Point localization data
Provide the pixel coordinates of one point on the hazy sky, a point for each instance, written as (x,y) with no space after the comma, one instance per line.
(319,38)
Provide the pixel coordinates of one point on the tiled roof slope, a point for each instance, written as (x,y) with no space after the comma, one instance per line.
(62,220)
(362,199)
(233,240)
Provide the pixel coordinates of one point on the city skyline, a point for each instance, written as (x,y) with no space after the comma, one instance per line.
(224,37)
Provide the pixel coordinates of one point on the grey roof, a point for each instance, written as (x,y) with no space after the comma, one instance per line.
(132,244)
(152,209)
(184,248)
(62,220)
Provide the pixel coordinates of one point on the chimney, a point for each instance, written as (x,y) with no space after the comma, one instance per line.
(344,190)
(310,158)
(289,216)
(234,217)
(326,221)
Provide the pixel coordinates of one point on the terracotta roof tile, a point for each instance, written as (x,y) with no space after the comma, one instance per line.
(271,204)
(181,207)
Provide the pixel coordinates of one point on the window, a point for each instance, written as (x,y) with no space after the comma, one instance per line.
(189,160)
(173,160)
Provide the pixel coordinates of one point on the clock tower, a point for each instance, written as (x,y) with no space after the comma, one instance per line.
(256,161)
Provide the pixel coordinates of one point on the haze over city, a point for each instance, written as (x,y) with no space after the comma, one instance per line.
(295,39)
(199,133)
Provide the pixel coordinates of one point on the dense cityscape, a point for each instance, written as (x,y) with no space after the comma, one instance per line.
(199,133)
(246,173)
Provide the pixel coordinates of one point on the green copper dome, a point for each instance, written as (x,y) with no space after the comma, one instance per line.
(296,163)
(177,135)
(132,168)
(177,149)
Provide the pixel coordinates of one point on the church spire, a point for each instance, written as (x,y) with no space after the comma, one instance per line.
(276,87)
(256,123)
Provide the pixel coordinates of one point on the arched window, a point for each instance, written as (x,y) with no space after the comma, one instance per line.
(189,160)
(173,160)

Exercise instructions
Print each entry precisely. Include every line.

Response
Provide the pixel coordinates of one point on the hazy sky, a point for each instance, written as (x,y) with no space after the comma, one instance per line.
(319,38)
Provide the pixel coordinates of one point on the tiled roof slope, a point for each instance, written as (x,y) with no space after the comma, one instance per line.
(62,220)
(362,199)
(233,240)
Provide the pixel coordinates of one point on the city skyline, a point for each instance, written as (x,y) with no space after the comma, one instance per line.
(224,37)
Provide the pixel coordinates of one point on the grey roof, a point for each instance, written as (x,y) with no space after the comma, one instance per line.
(132,244)
(152,209)
(184,248)
(62,220)
Provide the pixel coordinates of one point on the chimney, a point for each instance, written as (x,y) with no space after the comma, one instance per line.
(344,190)
(310,158)
(289,216)
(234,217)
(326,221)
Provide the pixel coordinates of one point on the terracotta roof tile, a point for each instance, written as (x,y) with no space after the comma, one instance per line.
(271,204)
(181,207)
Provide the pixel coordinates of one point on the window, a point for each instance, written as (x,y) with no space after the comma, one instance per line.
(189,160)
(173,160)
Provide the pixel coordinates of one point on the clock tower, a point for each instance, written as (x,y) with no space after the comma, one instance per line.
(256,161)
Provide the pixel coordinates of one point on the haze over city, a point for each instance, written as (x,y) with no space after the comma, one instance per line.
(295,39)
(199,133)
Provide the pixel coordinates of one point on the dense cityscape, a point for each instance, written as (x,y) with no space after the comma, one instance per line.
(199,133)
(246,173)
Provide the pixel coordinates of one point on the green copper dome, a point for each instance, written as (x,y) with no space after the comma, one instance per line.
(296,163)
(177,135)
(132,168)
(177,149)
Provide the pixel coordinates of one point on the church spire, a point for each instance, written as (x,y) with no space after the comma, one instance per line.
(276,87)
(256,123)
Provide the pixel coordinates of one point on the arched window, a point for each instance, written as (x,y) with no space after the comma, one instance per line.
(189,160)
(173,160)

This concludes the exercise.